(AUSZUG)
==============================

Der von dir erstellte Timer-Delay wird die Sache sicherlich verbessern - nicht aber beheben ... sorry ...

Wie ich schon öfter mal in diversen Beiträgen "zum Besten" gegeben habe, habe ich ein gestörtes Verhältnis zu den "intelligenten" Features bei Siemens. Dazu gehört auch die Rezeptur-Verwaltung, die ich auch für mich abgehakt habe.

Ich arbeite mit Scripten, die in eine CSV-Datei ihre Werte schreiben. In meinem Fall ist es so, dass die Anzahl der "Rezepturen" (bei mir heißt das dann Produkt-spezifische Parameter) auf der Anlage begrenzt ist. Ich habe also so etwas wie Klingelknöpfe, die die Rezepturen auswählen. Die Beschriftung des "Klingelknopfes" ist ein Element meiner "Rezeptur".
Es gibt eine Seite, die die Rezepturen editiert und eine andere, die die jeweilige Auswahl an die Steuerung bringt.

Bei Bedarf kann ich dir da gerne Code-Beispiele liefern ...

Gruß
LL


----------



## rostiger Nagel (24 März 2010)

Hallo LL,
über einen beitrag bzw Tip würde ich mich sehr freuen,
weil so wie es jetzt ist kann es nicht bleiben. 
Mein Bestreben ist es ja immer mit bordmitteln zu arbeiten
damit meine Kollegen oder bzw. Kunden durchblicken was
ich da mache. 
Rezepturverwaltung ist für mich ein elementares Element, da
ich nicht Datenbausteine mit den aktuallwerten speichere sondern
das ganze in Rezepten, von den ich mir einen Abzug mache. 

Gruß Helmut


----------



## Larry Laffer (24 März 2010)

Hallo Helmut,
war doch etwas komplizierter.
Anbei aber etwas Material.


----------



## Larry Laffer (24 März 2010)

... Fortsetzung ...

die in den Scripten verwendeten Array's sind grundsätzlich nur interne Variablen. Die Strings, die die Artikelnummer wiederspiegeln habe ich über eine MUX-Variable angelegt (wegen der Indexierung).

==============================

(AUFGABENSTELLUNG)
A. Filtere aus den Einträgen unten jede Zeile heraus, die das Wort „water“ enthält, und gib diese Zeilen wieder. Achte dabei auf Groß- und Kleinschreibung.
B. Setze den Forumsauszug oben über die Rezepturverwaltung bei Siemens nach seinem letzten Satz fort.

==============================

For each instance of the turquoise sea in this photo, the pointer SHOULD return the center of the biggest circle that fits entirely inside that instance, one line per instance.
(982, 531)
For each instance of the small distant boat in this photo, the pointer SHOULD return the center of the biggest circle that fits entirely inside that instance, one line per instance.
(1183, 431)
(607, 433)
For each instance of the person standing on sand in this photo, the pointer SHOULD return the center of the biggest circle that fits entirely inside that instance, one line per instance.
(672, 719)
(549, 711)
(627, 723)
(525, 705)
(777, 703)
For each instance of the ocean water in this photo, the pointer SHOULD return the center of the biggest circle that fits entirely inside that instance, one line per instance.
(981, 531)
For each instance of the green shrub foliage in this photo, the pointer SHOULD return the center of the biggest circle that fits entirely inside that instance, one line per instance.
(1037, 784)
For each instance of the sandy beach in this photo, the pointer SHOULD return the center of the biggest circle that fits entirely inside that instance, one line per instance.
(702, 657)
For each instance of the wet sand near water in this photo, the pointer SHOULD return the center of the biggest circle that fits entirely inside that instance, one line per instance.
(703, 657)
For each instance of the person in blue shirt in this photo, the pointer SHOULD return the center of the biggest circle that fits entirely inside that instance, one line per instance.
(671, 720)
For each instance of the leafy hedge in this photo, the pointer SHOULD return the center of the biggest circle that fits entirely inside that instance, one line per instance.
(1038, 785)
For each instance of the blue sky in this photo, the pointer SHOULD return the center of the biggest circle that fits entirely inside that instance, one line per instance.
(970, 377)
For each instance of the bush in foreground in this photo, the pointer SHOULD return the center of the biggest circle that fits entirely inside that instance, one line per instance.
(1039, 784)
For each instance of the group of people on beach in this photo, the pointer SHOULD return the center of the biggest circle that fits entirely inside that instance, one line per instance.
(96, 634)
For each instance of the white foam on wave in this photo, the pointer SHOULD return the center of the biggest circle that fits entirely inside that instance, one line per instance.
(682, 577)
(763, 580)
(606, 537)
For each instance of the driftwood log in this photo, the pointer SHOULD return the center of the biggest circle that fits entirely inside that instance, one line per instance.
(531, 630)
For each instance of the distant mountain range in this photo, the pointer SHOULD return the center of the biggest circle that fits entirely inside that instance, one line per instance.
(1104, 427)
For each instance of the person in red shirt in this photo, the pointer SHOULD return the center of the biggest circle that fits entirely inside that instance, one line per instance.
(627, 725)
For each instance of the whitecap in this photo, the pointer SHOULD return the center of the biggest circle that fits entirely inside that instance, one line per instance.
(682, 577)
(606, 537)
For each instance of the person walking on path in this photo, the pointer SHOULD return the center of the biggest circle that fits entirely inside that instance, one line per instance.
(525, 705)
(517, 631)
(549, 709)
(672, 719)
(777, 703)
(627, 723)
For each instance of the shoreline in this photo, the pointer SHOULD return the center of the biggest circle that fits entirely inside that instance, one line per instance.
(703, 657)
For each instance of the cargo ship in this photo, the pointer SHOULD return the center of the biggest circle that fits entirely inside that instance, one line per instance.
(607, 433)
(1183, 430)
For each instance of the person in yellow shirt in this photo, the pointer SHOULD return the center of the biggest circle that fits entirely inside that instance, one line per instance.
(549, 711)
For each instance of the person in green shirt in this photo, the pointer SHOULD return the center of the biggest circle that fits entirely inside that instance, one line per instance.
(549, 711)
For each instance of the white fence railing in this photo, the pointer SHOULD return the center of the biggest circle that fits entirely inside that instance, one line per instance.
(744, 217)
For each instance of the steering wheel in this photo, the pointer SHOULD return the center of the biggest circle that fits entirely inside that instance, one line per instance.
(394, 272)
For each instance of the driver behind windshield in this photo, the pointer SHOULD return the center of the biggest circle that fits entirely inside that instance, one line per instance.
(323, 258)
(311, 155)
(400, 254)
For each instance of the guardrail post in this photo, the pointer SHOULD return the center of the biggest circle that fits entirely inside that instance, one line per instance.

==============================

(ANTWORTEN JE AUFGABE)
A.
For each instance of the ocean water in this photo, the pointer SHOULD return the center of the biggest circle that fits entirely inside that instance, one line per instance.
For each instance of the wet sand near water in this photo, the pointer SHOULD return the center of the biggest circle that fits entirely inside that instance, one line per instance.

B.
Auf der Seite Parameter-Eingabe werden die Array's editiert. Die Tasten steuern hierbei den Index der Array's.

Auf der Seite Parameter-Anwahl werden die Array-Werte mit dem Script Parameter_anwählen auf Variablen-Ausgaben geschrieben, die sich wiederum in der SPS abbilden. Haben alle Variablen auf der Seite Werte, so sind die Werte auch in der SPS aktualisiert. Auch hier liefert die Anwahl-Taste den jeweiligen Index.

Bei Fragen bitte melden ...

Gruß
LL


----------



## Jochen Kühner (5 Juni 2010)

Helmut_von_der_Reparatur schrieb:


> Hallo Lieben Forumskollegen,
> ich habe ein wenig verständnisprobleme mit flex Rezeptverwaltung, die
> auswirkungen könnten auch ursache für das Fehlverhalten in diesen Thread
> sein http://www.sps-forum.de/showthread.php?t=34511.
> ...




Wie wärs den mit einer unsichtbaren Rezepturverwaltung im Startbild (wenn das den möglich ist)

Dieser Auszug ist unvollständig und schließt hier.